**** EXCERPT PROVIDED

On this day in 1927, a baby named John Henry Kendricks was born in Detroit. He grew up to become an R&B belter named Hank Ballard, who in the early 1950s made some good old fashioned suggestive, scandalous rock 'n' roll, getting most of his well-known tunes banned on radio stations all across the land of the free.
As his page on the Rock 'n' Roll Hall of Fame website says, "His success is a perfect representation of rock and roll appeal—it behaves so bad but it sounds so good."
Happy birthday, Hank.
Ballard died in 2003. But I had the pleasure of interviewing him by phone before a Santa Fe concert in April 1989 and then meeting him backstage before the show at the old Sweeney Convention Center. (I also got to meet Ballard's wife and manager Theresa McNeil, who was killed just a few months later in a hit-and-run crash.)
In that phone interview, Ballard talked to me about the state of music back when he recorded "Work With Me Annie."
"We was still in the Victorian Age," he said with a knowing laugh. "Man, as young as we were, we didn't think we wereb being insulting to anyone. We were just having fun."
But, as I noted in my story, Ballard wasn't claiming complete innocence. "The kids like them risque songs. They still do. ... It was a wonder that we didn't get arrested."
Ballard was born in Detroit, but, as he told me, his family moved to Alabama when he was very young, where he grew up singing in his church choir.
But another huge influence on his music, he told me, was cowboy music. "Gene Autry was my first idol," he said. "I also liked The Sons of the Pioneers. Remember `Cool Water'? Man, I still love it."
Ballard still is best known for this song, which, he told me, was about an old girlfriend from Louisville, Kentucky. "She's a school teacher in Chicago," he told me in 1989. "She's been doing that for about 25 years. We played a gig over there and she happened to be present. I introduced her as the real Annie and people lined up to get her autograph."

********

WRITTEN PROBLEM A — Count the lines in the records below that contain the string "brown", with case counting, and give only that number.

**** GIVEN DATA

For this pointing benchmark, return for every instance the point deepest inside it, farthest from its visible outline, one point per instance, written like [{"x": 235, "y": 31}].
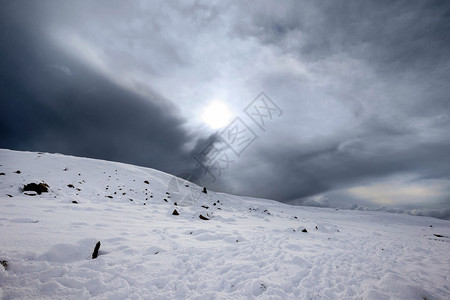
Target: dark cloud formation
[
  {"x": 52, "y": 102},
  {"x": 363, "y": 87}
]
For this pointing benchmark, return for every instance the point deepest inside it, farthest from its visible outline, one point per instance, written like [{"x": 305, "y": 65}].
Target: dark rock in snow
[
  {"x": 39, "y": 188},
  {"x": 203, "y": 218},
  {"x": 4, "y": 263},
  {"x": 95, "y": 253}
]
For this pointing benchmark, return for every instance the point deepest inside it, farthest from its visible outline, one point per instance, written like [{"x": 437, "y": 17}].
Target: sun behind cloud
[{"x": 217, "y": 115}]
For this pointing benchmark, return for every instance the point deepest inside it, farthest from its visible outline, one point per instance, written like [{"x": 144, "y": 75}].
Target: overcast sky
[{"x": 355, "y": 109}]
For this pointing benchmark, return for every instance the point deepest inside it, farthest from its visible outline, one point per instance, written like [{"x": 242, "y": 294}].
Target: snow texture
[{"x": 248, "y": 248}]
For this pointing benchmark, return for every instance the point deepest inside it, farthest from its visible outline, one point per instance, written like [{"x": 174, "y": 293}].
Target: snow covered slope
[{"x": 249, "y": 248}]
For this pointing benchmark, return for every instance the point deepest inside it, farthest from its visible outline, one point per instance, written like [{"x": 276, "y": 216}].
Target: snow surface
[{"x": 249, "y": 248}]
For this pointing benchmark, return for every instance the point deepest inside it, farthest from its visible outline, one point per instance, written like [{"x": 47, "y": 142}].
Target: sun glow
[{"x": 217, "y": 115}]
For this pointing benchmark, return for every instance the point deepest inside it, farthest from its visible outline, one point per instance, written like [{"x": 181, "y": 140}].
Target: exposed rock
[
  {"x": 95, "y": 253},
  {"x": 203, "y": 218},
  {"x": 39, "y": 188}
]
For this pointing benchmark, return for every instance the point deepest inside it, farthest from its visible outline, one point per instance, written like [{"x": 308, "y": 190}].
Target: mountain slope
[{"x": 248, "y": 248}]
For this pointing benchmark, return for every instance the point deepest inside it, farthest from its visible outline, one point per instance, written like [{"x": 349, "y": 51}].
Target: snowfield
[{"x": 243, "y": 248}]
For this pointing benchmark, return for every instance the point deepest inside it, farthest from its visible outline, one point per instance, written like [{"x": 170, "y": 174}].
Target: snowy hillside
[{"x": 241, "y": 248}]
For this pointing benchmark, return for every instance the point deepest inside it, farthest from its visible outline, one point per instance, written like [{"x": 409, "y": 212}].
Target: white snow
[{"x": 250, "y": 248}]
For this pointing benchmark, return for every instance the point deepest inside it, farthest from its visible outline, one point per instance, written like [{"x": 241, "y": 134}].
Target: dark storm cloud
[
  {"x": 52, "y": 102},
  {"x": 401, "y": 112}
]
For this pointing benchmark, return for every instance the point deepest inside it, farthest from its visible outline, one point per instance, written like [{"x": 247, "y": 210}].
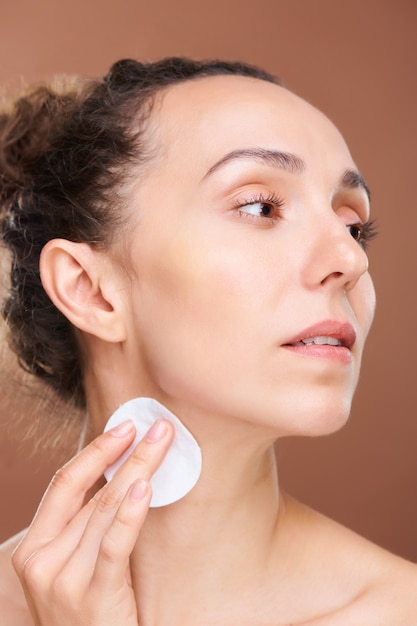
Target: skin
[{"x": 195, "y": 306}]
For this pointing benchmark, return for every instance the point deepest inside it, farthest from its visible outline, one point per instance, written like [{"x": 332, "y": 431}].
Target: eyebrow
[
  {"x": 289, "y": 162},
  {"x": 284, "y": 160},
  {"x": 353, "y": 180}
]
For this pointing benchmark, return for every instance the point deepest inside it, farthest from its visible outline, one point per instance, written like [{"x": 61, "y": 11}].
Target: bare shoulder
[
  {"x": 13, "y": 607},
  {"x": 380, "y": 587}
]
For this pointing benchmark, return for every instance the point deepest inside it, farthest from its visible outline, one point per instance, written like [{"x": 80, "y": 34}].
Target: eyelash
[
  {"x": 273, "y": 200},
  {"x": 366, "y": 231}
]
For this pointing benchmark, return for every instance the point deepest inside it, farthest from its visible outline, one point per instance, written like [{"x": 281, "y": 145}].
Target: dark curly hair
[{"x": 65, "y": 158}]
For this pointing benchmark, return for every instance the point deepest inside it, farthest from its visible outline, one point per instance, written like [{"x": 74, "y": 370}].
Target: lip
[{"x": 342, "y": 331}]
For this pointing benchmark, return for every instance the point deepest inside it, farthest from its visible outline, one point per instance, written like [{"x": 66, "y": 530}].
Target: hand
[{"x": 73, "y": 562}]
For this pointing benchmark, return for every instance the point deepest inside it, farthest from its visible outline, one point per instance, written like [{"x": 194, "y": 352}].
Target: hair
[{"x": 65, "y": 158}]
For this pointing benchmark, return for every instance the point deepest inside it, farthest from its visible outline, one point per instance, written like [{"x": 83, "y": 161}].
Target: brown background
[{"x": 356, "y": 61}]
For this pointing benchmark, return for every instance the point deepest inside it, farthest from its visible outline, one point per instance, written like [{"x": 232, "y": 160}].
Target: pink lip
[{"x": 343, "y": 331}]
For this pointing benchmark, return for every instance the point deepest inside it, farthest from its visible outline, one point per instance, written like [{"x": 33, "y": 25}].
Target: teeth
[{"x": 320, "y": 341}]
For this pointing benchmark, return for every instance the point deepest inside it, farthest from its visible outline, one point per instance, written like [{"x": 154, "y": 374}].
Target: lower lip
[{"x": 333, "y": 353}]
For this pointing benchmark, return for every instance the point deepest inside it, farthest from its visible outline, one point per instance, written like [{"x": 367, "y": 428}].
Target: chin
[{"x": 321, "y": 418}]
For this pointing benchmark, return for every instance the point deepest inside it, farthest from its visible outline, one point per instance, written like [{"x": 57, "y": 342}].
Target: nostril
[{"x": 330, "y": 276}]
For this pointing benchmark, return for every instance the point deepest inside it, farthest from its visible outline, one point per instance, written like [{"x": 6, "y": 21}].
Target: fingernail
[
  {"x": 156, "y": 431},
  {"x": 121, "y": 430},
  {"x": 138, "y": 490}
]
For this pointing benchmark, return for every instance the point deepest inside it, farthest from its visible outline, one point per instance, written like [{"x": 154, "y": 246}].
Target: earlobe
[{"x": 78, "y": 281}]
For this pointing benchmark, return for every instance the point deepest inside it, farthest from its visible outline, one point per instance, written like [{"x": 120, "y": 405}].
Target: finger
[
  {"x": 65, "y": 495},
  {"x": 119, "y": 540},
  {"x": 147, "y": 457}
]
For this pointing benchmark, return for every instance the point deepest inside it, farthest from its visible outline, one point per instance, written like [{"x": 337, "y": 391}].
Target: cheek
[{"x": 363, "y": 303}]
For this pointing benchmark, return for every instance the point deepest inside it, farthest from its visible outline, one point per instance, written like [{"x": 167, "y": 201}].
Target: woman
[{"x": 201, "y": 236}]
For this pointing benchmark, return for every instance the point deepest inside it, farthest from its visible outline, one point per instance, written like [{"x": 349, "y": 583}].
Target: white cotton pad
[{"x": 181, "y": 467}]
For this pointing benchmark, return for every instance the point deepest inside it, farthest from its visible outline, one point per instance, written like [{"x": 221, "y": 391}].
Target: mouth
[{"x": 325, "y": 339}]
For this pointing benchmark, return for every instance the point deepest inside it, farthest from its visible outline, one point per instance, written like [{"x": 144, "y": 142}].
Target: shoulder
[
  {"x": 13, "y": 607},
  {"x": 370, "y": 585}
]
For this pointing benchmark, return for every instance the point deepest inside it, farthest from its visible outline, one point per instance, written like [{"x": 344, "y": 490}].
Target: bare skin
[{"x": 218, "y": 288}]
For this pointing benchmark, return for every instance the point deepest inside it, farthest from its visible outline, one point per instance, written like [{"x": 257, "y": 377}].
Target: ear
[{"x": 83, "y": 285}]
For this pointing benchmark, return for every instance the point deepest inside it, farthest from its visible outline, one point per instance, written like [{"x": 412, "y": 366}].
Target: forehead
[{"x": 199, "y": 121}]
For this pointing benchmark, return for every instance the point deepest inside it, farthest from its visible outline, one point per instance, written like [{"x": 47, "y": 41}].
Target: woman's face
[{"x": 242, "y": 245}]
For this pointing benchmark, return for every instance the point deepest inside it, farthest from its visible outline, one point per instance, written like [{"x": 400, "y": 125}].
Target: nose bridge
[{"x": 335, "y": 256}]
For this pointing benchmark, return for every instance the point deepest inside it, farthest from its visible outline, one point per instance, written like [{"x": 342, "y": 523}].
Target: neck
[{"x": 217, "y": 539}]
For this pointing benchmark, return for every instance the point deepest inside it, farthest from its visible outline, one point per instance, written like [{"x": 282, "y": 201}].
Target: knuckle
[
  {"x": 34, "y": 571},
  {"x": 62, "y": 479},
  {"x": 109, "y": 550},
  {"x": 108, "y": 499},
  {"x": 139, "y": 458},
  {"x": 65, "y": 588},
  {"x": 97, "y": 446}
]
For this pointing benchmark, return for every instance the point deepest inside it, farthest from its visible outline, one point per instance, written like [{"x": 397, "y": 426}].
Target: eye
[
  {"x": 363, "y": 233},
  {"x": 260, "y": 208},
  {"x": 356, "y": 231}
]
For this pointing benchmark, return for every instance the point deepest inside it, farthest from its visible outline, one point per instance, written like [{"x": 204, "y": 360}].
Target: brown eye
[
  {"x": 259, "y": 209},
  {"x": 356, "y": 231}
]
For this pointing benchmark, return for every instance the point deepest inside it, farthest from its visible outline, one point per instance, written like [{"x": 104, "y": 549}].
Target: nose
[{"x": 336, "y": 259}]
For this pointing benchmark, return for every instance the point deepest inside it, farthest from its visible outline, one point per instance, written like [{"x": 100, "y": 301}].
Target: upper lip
[{"x": 343, "y": 331}]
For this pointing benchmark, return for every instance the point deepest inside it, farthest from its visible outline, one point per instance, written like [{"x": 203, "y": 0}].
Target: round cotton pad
[{"x": 181, "y": 466}]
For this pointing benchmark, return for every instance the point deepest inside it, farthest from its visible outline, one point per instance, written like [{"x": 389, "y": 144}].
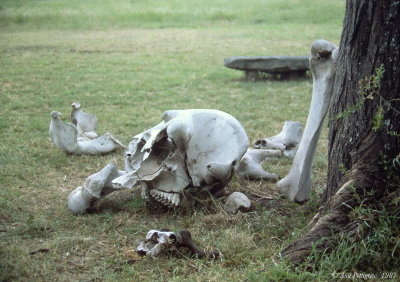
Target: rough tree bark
[{"x": 364, "y": 123}]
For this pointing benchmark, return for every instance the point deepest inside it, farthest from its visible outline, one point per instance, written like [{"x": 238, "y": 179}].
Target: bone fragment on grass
[{"x": 65, "y": 137}]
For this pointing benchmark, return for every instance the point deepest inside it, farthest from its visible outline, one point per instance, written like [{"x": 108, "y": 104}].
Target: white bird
[
  {"x": 85, "y": 123},
  {"x": 64, "y": 135}
]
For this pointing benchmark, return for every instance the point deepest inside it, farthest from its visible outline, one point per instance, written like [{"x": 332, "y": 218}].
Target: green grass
[{"x": 128, "y": 61}]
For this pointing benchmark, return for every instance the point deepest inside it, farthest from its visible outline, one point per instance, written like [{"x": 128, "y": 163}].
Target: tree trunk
[{"x": 364, "y": 126}]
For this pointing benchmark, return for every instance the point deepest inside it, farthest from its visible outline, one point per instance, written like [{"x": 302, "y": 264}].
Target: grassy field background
[{"x": 127, "y": 62}]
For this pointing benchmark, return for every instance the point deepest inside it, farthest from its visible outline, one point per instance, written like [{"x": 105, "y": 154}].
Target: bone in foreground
[
  {"x": 287, "y": 140},
  {"x": 250, "y": 164},
  {"x": 297, "y": 184},
  {"x": 85, "y": 123},
  {"x": 159, "y": 240},
  {"x": 64, "y": 136},
  {"x": 81, "y": 199}
]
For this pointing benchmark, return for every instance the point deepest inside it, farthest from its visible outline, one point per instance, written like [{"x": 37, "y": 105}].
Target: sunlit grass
[{"x": 127, "y": 62}]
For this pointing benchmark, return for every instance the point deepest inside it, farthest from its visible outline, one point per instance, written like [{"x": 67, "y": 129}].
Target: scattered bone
[
  {"x": 297, "y": 184},
  {"x": 237, "y": 201},
  {"x": 80, "y": 200},
  {"x": 85, "y": 123},
  {"x": 287, "y": 140},
  {"x": 65, "y": 137},
  {"x": 157, "y": 241},
  {"x": 250, "y": 164},
  {"x": 198, "y": 148}
]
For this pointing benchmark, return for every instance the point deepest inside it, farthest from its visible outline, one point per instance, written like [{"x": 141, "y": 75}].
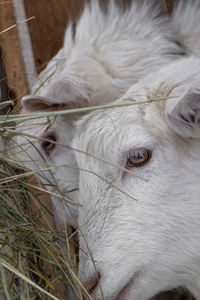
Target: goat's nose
[{"x": 91, "y": 285}]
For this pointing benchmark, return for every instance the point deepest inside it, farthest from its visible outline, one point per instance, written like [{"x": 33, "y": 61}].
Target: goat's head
[{"x": 139, "y": 221}]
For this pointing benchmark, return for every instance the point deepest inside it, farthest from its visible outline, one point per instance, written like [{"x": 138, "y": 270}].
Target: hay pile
[{"x": 33, "y": 262}]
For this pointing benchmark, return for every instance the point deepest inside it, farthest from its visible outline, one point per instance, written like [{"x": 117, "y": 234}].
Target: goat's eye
[
  {"x": 48, "y": 142},
  {"x": 138, "y": 157}
]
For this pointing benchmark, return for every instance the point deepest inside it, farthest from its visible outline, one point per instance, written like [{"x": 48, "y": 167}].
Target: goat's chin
[{"x": 174, "y": 295}]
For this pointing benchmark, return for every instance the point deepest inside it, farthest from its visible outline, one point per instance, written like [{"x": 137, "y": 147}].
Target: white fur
[
  {"x": 141, "y": 231},
  {"x": 151, "y": 236},
  {"x": 109, "y": 52}
]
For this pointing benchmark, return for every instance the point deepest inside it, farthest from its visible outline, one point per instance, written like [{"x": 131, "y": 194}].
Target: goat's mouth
[{"x": 176, "y": 294}]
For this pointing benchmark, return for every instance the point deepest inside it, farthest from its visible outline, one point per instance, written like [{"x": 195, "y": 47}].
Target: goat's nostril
[{"x": 91, "y": 285}]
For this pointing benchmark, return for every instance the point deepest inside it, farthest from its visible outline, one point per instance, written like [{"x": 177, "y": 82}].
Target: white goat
[
  {"x": 139, "y": 222},
  {"x": 110, "y": 51}
]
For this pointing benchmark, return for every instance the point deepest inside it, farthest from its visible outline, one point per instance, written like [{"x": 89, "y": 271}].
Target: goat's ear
[
  {"x": 38, "y": 103},
  {"x": 63, "y": 93},
  {"x": 184, "y": 116}
]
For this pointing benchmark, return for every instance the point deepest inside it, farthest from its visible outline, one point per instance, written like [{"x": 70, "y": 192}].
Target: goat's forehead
[{"x": 102, "y": 128}]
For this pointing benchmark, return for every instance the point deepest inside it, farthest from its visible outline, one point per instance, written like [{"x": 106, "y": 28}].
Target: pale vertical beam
[{"x": 25, "y": 43}]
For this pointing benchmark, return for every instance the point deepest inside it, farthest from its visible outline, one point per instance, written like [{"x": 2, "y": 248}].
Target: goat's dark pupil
[
  {"x": 46, "y": 144},
  {"x": 137, "y": 155}
]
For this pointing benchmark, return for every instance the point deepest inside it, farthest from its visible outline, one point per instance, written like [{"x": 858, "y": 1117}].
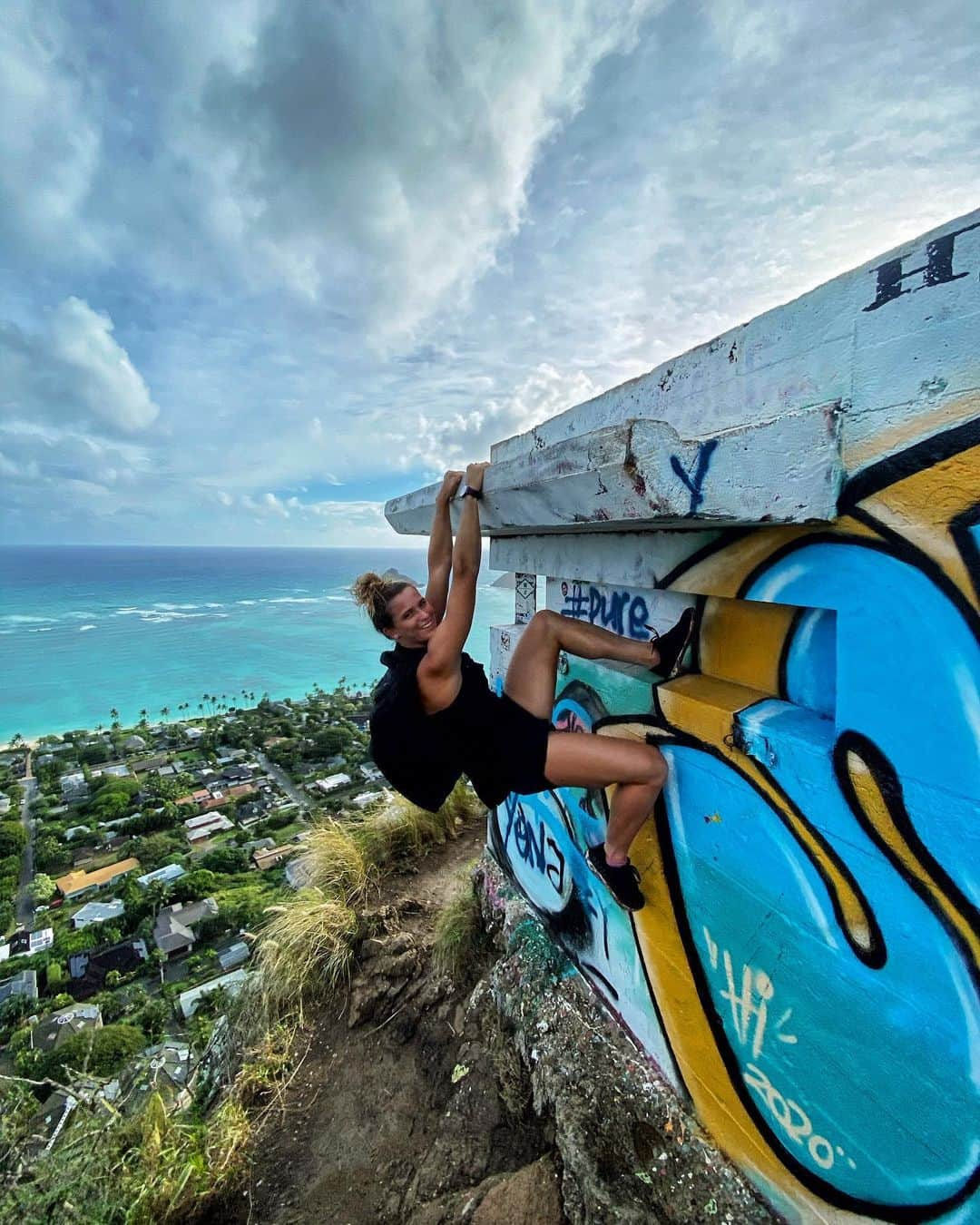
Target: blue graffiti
[
  {"x": 696, "y": 483},
  {"x": 536, "y": 849}
]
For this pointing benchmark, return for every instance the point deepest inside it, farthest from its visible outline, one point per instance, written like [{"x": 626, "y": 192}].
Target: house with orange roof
[{"x": 74, "y": 885}]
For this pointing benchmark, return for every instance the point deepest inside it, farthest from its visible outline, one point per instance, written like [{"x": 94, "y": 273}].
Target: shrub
[{"x": 97, "y": 1051}]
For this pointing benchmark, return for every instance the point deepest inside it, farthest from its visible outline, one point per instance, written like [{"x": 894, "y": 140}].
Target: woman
[{"x": 435, "y": 717}]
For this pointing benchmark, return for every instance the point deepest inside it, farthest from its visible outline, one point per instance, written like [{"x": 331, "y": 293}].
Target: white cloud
[
  {"x": 49, "y": 140},
  {"x": 73, "y": 369},
  {"x": 260, "y": 198}
]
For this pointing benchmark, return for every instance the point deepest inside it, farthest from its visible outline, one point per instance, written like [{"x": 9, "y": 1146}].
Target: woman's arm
[
  {"x": 438, "y": 672},
  {"x": 440, "y": 545}
]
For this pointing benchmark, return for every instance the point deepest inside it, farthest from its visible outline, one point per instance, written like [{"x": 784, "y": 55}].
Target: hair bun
[{"x": 367, "y": 588}]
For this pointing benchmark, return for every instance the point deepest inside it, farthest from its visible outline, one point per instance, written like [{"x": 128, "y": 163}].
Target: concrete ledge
[{"x": 644, "y": 473}]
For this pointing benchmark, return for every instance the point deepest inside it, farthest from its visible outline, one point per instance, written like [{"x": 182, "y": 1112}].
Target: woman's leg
[
  {"x": 532, "y": 672},
  {"x": 580, "y": 760}
]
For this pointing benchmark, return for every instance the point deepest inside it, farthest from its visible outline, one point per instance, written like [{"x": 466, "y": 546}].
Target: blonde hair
[{"x": 374, "y": 593}]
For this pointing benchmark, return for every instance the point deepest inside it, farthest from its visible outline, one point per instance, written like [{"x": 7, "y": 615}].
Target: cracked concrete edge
[{"x": 630, "y": 1148}]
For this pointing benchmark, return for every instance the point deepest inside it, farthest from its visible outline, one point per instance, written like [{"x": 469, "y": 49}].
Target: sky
[{"x": 266, "y": 263}]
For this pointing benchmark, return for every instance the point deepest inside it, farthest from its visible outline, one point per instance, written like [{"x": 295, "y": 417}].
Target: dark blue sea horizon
[{"x": 86, "y": 629}]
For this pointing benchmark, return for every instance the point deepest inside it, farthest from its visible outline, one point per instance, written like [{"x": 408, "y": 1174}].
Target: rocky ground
[
  {"x": 410, "y": 1105},
  {"x": 508, "y": 1098}
]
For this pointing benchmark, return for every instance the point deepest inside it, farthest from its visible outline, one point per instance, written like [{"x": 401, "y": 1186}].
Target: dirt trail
[{"x": 416, "y": 1112}]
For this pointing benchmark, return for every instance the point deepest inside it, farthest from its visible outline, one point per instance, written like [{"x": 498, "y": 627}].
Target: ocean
[{"x": 84, "y": 630}]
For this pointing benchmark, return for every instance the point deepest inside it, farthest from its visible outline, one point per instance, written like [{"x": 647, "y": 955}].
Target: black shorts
[{"x": 525, "y": 749}]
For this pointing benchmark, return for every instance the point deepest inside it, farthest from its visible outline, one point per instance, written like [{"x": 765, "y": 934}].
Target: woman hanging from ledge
[{"x": 436, "y": 718}]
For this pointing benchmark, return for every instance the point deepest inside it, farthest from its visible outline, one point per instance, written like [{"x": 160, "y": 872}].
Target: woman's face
[{"x": 413, "y": 618}]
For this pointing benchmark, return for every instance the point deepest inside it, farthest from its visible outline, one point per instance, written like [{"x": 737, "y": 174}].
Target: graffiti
[
  {"x": 808, "y": 963},
  {"x": 695, "y": 483},
  {"x": 618, "y": 610},
  {"x": 936, "y": 271},
  {"x": 534, "y": 846}
]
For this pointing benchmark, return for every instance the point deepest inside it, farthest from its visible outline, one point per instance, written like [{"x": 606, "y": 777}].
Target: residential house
[
  {"x": 235, "y": 955},
  {"x": 55, "y": 1031},
  {"x": 87, "y": 970},
  {"x": 97, "y": 912},
  {"x": 237, "y": 773},
  {"x": 164, "y": 1068},
  {"x": 149, "y": 765},
  {"x": 24, "y": 942},
  {"x": 332, "y": 783},
  {"x": 24, "y": 984},
  {"x": 189, "y": 1000},
  {"x": 266, "y": 859},
  {"x": 249, "y": 812},
  {"x": 368, "y": 798},
  {"x": 173, "y": 931},
  {"x": 74, "y": 788},
  {"x": 74, "y": 885},
  {"x": 48, "y": 1122},
  {"x": 168, "y": 875},
  {"x": 198, "y": 797},
  {"x": 200, "y": 829},
  {"x": 115, "y": 769}
]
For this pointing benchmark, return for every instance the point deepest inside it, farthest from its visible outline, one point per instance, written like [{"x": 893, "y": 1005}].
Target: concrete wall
[{"x": 805, "y": 970}]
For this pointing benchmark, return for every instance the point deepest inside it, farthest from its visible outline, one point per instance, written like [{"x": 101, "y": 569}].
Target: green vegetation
[
  {"x": 307, "y": 947},
  {"x": 95, "y": 1051},
  {"x": 116, "y": 1166},
  {"x": 459, "y": 935}
]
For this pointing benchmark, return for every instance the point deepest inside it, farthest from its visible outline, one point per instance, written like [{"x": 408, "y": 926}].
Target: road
[
  {"x": 284, "y": 781},
  {"x": 24, "y": 908}
]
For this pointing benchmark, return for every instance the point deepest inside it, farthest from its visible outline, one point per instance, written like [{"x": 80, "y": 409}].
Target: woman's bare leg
[
  {"x": 533, "y": 671},
  {"x": 581, "y": 760}
]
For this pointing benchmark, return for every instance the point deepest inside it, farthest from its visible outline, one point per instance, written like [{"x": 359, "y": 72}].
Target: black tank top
[{"x": 423, "y": 755}]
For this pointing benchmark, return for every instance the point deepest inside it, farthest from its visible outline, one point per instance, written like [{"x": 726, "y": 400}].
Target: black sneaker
[
  {"x": 622, "y": 882},
  {"x": 671, "y": 646}
]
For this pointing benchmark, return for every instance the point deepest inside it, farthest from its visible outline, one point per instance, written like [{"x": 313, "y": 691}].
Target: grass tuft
[
  {"x": 459, "y": 935},
  {"x": 305, "y": 949}
]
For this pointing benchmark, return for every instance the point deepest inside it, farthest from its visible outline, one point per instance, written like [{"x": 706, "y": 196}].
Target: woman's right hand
[
  {"x": 475, "y": 475},
  {"x": 448, "y": 487}
]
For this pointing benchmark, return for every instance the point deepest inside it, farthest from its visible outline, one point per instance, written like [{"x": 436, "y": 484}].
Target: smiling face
[{"x": 413, "y": 618}]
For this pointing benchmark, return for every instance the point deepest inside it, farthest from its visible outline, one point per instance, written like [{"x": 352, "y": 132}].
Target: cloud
[
  {"x": 49, "y": 140},
  {"x": 356, "y": 244},
  {"x": 73, "y": 369},
  {"x": 374, "y": 154}
]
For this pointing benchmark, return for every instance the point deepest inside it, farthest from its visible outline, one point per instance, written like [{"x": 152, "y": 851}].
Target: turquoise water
[{"x": 83, "y": 630}]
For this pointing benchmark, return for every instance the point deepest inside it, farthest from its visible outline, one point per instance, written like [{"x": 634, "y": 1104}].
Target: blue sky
[{"x": 266, "y": 263}]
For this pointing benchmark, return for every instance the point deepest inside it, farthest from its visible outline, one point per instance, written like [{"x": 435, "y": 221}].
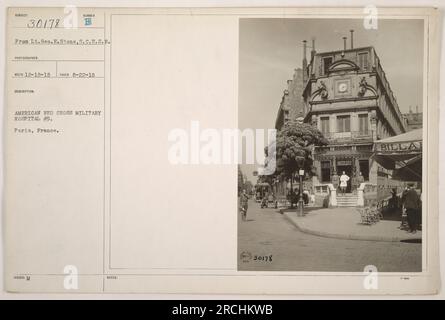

********

WRITTEN PROBLEM B — Copy the whole Hank Ballard piece above word for word.

EXERCISE SOLUTION A — 2

EXERCISE SOLUTION B —
On this day in 1927, a baby named John Henry Kendricks was born in Detroit. He grew up to become an R&B belter named Hank Ballard, who in the early 1950s made some good old fashioned suggestive, scandalous rock 'n' roll, getting most of his well-known tunes banned on radio stations all across the land of the free.
As his page on the Rock 'n' Roll Hall of Fame website says, "His success is a perfect representation of rock and roll appeal—it behaves so bad but it sounds so good."
Happy birthday, Hank.
Ballard died in 2003. But I had the pleasure of interviewing him by phone before a Santa Fe concert in April 1989 and then meeting him backstage before the show at the old Sweeney Convention Center. (I also got to meet Ballard's wife and manager Theresa McNeil, who was killed just a few months later in a hit-and-run crash.)
In that phone interview, Ballard talked to me about the state of music back when he recorded "Work With Me Annie."
"We was still in the Victorian Age," he said with a knowing laugh. "Man, as young as we were, we didn't think we wereb being insulting to anyone. We were just having fun."
But, as I noted in my story, Ballard wasn't claiming complete innocence. "The kids like them risque songs. They still do. ... It was a wonder that we didn't get arrested."
Ballard was born in Detroit, but, as he told me, his family moved to Alabama when he was very young, where he grew up singing in his church choir.
But another huge influence on his music, he told me, was cowboy music. "Gene Autry was my first idol," he said. "I also liked The Sons of the Pioneers. Remember `Cool Water'? Man, I still love it."
Ballard still is best known for this song, which, he told me, was about an old girlfriend from Louisville, Kentucky. "She's a school teacher in Chicago," he told me in 1989. "She's been doing that for about 25 years. We played a gig over there and she happened to be present. I introduced her as the real Annie and people lined up to get her autograph."